Problem
Exactly the lines from the one with "9. (Short answer) Describe the location of the shirt" to the end of the listing must be repeated, both ends included, with nothing added.

Source data
####
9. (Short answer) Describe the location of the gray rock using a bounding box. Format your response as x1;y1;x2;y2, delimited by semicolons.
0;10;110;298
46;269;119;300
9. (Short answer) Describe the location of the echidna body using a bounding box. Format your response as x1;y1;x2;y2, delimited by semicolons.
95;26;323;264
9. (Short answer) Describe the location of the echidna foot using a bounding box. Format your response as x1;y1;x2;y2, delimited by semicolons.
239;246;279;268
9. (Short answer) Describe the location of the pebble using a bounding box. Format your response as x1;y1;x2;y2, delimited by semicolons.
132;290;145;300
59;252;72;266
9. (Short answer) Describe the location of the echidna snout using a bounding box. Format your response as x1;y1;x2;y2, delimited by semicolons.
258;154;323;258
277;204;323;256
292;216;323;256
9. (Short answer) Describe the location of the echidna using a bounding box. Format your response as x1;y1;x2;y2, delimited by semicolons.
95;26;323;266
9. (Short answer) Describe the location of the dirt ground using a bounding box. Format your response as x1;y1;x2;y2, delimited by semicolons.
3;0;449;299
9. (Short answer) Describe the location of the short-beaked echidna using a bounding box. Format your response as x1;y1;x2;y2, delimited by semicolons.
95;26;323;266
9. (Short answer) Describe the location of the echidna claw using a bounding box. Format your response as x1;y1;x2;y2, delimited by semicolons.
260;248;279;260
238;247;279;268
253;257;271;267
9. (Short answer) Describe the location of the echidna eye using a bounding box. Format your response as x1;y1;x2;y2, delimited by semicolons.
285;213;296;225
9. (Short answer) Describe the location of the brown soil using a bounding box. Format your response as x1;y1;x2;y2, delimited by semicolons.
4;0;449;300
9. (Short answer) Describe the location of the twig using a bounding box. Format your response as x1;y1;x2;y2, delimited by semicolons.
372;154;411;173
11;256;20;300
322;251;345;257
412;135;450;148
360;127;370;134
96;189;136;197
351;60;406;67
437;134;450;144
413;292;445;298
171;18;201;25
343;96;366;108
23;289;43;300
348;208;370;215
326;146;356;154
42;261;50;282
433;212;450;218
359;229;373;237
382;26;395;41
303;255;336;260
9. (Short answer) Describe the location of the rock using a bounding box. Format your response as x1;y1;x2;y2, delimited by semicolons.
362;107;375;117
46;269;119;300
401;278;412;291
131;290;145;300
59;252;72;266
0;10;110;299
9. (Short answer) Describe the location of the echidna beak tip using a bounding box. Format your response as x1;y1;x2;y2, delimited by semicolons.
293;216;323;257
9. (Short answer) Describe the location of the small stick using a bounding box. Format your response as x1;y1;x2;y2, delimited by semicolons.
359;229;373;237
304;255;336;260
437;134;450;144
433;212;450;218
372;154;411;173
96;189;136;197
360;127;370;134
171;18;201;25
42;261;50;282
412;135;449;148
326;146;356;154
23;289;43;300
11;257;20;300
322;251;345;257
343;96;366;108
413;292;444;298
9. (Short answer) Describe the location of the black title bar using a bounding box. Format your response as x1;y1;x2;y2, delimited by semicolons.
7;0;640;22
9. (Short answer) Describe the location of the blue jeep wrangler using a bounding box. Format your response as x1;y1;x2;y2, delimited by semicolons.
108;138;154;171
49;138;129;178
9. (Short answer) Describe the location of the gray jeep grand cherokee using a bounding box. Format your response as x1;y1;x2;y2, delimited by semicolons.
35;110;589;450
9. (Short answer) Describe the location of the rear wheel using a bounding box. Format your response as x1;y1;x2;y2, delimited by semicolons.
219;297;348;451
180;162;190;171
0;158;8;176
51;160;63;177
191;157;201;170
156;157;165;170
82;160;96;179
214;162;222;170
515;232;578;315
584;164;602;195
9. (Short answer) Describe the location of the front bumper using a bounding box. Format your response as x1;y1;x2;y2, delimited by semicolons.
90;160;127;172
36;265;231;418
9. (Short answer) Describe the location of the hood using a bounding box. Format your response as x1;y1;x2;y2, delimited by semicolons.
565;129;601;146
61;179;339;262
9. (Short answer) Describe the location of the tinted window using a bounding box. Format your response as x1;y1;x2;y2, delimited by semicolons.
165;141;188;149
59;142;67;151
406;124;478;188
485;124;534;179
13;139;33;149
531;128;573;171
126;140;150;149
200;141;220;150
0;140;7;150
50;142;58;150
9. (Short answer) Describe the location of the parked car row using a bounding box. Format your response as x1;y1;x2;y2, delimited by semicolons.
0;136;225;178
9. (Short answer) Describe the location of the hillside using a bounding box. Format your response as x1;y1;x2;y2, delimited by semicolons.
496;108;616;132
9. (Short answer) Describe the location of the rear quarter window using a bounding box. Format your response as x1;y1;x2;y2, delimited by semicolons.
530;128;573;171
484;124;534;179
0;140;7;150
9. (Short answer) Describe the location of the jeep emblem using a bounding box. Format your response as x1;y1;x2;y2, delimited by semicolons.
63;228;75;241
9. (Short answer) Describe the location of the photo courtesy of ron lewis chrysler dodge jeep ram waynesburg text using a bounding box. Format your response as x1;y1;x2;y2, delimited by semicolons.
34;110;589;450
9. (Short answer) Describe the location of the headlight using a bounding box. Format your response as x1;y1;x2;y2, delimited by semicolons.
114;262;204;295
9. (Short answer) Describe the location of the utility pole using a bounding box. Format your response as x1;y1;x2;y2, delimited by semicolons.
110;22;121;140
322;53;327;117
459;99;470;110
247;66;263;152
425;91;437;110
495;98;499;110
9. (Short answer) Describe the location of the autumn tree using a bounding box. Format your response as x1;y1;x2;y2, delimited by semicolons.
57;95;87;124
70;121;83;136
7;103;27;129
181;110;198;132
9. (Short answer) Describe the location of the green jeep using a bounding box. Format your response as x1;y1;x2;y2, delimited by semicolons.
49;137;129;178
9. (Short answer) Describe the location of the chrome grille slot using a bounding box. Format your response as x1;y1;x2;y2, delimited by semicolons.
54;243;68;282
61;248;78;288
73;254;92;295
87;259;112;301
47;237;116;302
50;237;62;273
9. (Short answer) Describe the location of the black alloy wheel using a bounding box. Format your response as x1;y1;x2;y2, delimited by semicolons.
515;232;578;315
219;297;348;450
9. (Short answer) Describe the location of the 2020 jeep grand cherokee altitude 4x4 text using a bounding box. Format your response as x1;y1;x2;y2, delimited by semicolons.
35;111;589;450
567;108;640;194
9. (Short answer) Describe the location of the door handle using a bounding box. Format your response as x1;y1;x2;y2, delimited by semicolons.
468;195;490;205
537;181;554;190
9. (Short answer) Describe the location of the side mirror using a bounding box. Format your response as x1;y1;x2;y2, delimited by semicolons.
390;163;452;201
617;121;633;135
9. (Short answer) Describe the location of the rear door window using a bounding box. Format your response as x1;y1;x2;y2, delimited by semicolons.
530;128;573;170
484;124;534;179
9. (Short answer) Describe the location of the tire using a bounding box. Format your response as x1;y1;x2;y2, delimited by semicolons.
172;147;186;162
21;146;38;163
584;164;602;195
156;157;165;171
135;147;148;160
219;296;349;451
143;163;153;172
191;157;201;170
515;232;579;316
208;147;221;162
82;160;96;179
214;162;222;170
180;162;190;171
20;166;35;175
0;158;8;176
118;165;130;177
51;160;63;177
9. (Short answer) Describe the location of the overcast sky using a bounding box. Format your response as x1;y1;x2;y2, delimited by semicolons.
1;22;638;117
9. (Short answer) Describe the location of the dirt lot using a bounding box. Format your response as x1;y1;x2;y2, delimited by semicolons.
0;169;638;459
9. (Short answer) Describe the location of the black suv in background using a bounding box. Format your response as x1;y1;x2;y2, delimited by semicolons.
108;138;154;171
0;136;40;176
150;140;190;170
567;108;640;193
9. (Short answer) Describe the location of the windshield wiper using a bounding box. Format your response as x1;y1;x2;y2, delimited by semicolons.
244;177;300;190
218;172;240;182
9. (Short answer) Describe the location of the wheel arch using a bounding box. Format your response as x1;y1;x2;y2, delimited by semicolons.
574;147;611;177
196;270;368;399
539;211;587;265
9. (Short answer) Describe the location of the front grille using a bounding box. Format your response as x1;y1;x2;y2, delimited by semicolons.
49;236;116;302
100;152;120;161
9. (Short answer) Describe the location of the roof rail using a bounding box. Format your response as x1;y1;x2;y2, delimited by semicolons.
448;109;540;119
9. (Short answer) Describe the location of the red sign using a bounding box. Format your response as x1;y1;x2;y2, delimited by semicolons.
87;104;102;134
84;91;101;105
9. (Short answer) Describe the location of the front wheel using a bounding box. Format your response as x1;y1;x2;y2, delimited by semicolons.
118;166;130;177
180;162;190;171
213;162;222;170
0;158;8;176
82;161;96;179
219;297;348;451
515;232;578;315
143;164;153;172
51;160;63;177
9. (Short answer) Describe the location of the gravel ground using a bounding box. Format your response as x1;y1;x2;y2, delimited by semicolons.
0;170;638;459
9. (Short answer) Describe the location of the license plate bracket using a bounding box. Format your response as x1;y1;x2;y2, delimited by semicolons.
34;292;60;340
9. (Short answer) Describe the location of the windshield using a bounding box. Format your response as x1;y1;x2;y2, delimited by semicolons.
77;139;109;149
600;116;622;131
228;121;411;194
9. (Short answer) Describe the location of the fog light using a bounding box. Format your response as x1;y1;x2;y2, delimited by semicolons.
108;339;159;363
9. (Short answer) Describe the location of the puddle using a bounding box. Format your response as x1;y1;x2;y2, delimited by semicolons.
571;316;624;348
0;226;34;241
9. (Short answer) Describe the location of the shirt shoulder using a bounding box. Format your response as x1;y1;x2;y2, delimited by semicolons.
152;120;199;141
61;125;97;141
####
Response area
9. (Short answer) Describe the location of the shirt shoulder using a bounding box. Format your response as x1;y1;x2;y2, delimited by semicolons.
152;120;199;141
61;125;97;141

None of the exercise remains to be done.